Problem:
Could you write out the records below exactly as they appear, leaving out any pictures?

┌──

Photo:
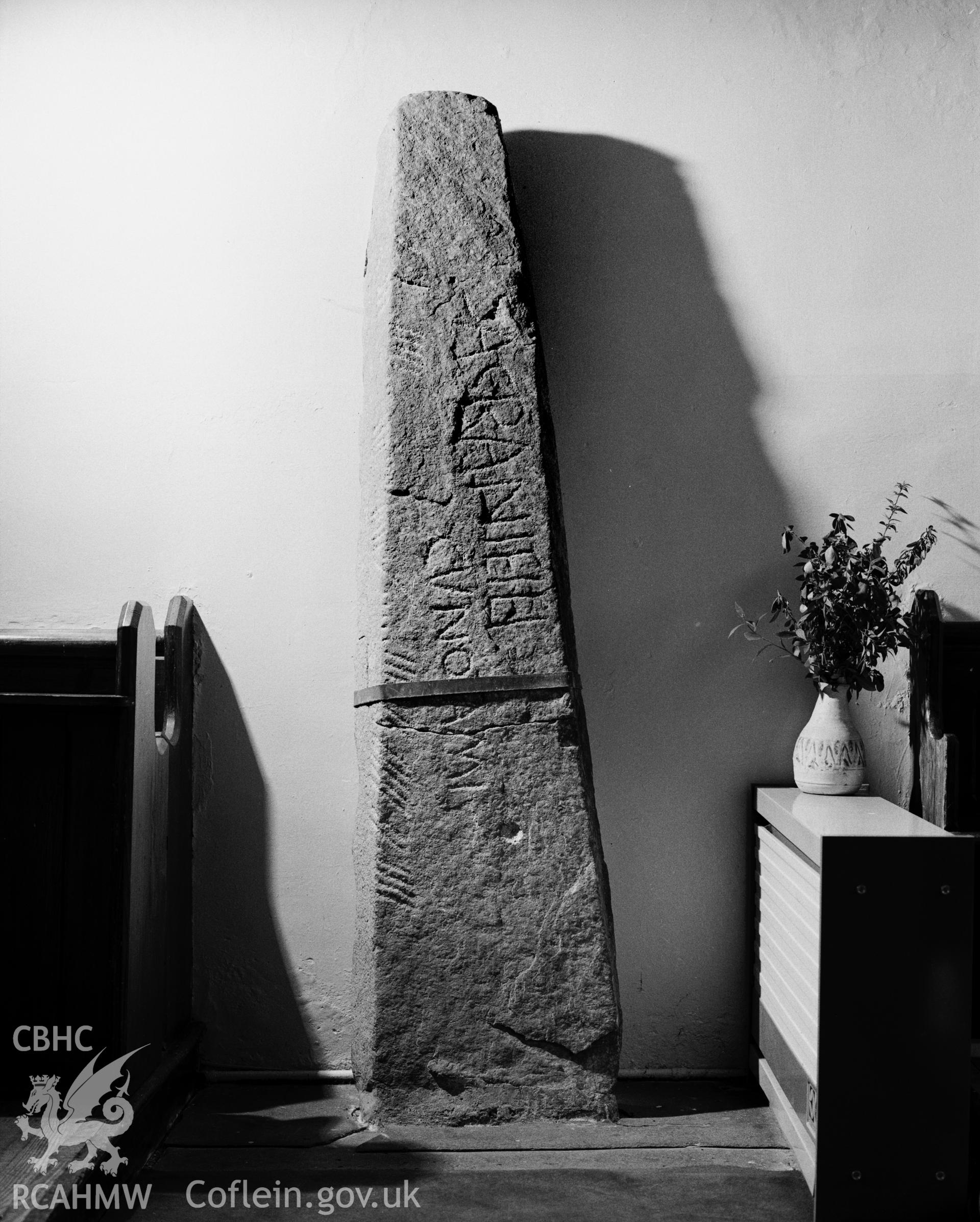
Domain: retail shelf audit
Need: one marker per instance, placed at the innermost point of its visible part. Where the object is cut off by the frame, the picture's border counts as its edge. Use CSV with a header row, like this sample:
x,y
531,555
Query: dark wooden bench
x,y
95,819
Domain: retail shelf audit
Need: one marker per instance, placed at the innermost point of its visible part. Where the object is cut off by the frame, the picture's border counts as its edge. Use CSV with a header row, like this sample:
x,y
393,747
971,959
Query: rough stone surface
x,y
485,980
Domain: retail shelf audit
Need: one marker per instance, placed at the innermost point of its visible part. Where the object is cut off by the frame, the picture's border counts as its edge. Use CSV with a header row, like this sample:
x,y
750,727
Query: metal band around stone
x,y
551,681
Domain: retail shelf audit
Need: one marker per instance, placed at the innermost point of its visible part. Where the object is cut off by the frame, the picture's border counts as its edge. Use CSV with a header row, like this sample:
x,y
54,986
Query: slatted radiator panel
x,y
790,946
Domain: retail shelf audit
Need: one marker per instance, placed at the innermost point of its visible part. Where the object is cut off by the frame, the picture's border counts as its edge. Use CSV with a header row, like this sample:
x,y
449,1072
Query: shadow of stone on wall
x,y
672,515
242,988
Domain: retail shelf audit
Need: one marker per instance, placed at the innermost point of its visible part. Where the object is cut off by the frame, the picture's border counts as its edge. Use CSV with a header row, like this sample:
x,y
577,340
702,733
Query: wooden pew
x,y
95,818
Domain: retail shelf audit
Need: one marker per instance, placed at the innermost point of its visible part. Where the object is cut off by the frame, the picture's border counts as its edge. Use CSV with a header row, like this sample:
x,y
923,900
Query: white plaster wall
x,y
185,191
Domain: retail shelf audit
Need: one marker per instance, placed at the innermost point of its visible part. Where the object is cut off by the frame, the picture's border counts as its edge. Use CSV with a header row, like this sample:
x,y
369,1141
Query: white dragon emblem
x,y
79,1126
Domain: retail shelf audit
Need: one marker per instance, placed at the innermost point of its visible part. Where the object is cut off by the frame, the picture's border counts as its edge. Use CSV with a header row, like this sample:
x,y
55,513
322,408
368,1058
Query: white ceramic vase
x,y
829,757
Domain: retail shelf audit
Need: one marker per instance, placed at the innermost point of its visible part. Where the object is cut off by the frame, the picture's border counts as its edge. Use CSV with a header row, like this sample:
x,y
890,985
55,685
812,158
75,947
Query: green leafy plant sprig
x,y
850,616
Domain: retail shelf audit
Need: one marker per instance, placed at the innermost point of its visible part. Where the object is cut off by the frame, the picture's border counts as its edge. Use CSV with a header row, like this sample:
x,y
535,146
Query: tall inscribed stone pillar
x,y
485,973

└──

Task solution:
Photo:
Domain: retail shelf audit
Need: one marker per instance, placed at the innermost point of its visible part. Where the object is cut off by the frame, the picture's border counts as its edge. Use CSV with a header row, like this sample:
x,y
531,555
Query: dark wooden bench
x,y
95,819
Domain: retail shelf audit
Need: one marker per instance, placed at the innermost point of its visible part. Where the object is cut off by the frame, the picture's border counts as its edge. Use CSV with a header row, like this sample:
x,y
393,747
971,959
Query: rough stone surface
x,y
485,980
Domain: retail shelf audit
Need: one marker per instance, placed at the innermost point of its visible part. Where the object is cut off by the frame, the picture's border counts as its edge. Use CSV with a header row, like this sample:
x,y
750,727
Query: metal band around stone
x,y
551,681
Domain: retail shelf audit
Need: one marker per instance, placed at the innermost point of its visible part. Where the object is cut off by the frame, the picture's border counts as its edge. Use CSV with a header row, like this sample:
x,y
54,986
Query: slatted radiator panel
x,y
790,946
Domain: retail shelf audit
Need: one marker per instance, placed at the innermost point of its visible part. Where the object is cut off by the frame, the picture's border counts as its edge. Use CSV with a header row, like this sample:
x,y
449,1072
Query: shadow of stone on wall
x,y
672,515
242,988
Domain: retail shelf audit
Need: one marker per instance, placed at the innermost point of its visible part. Where the object is cut off by the frame, the picture's border counts as its edge. Use CSV with a header row, like this sample:
x,y
577,340
702,733
Query: wooden pew
x,y
95,818
Domain: retail shelf audit
Need: one marker per instance, placed at the innermost point of its visible part. Where the object is cut off by the frame, the picture's border counts as its edge. Use CSV with a header row, like this sample:
x,y
923,900
Query: white plaster wall
x,y
185,191
Domain: retail shelf audit
Need: one marker per instance, placed at the innermost point of its visible part. Where the object is cut off by the frame, the picture's border counts as its edge. Use CSV with a header row, like this sample:
x,y
369,1141
Query: white dragon emblem
x,y
79,1126
Domain: retail shelf audit
Need: one marker per instance, placed at the innermost point of its visible part. Where the object is cut off by the frame, the picture's border counts as its edge. Use CSV with a header row, like this sample:
x,y
55,513
322,408
368,1058
Query: white ceramic vase
x,y
829,757
Domain: retail shelf audit
Need: one marker per instance, placed at the innermost point of its visible part. Where the object is cut off by the frame, the picture's border counts as its edge. Use CSV with a header row, like this sample:
x,y
890,985
55,685
812,158
75,947
Query: green leafy plant sprig
x,y
850,616
Domain: retail shelf audit
Need: one marker per instance, placed at the innermost point of its visible part. Where the object is cut off by the frame, the picture's border counts as its edge. Use CSV with a header row, like this sample:
x,y
535,146
Query: tall inscribed stone pillar
x,y
485,973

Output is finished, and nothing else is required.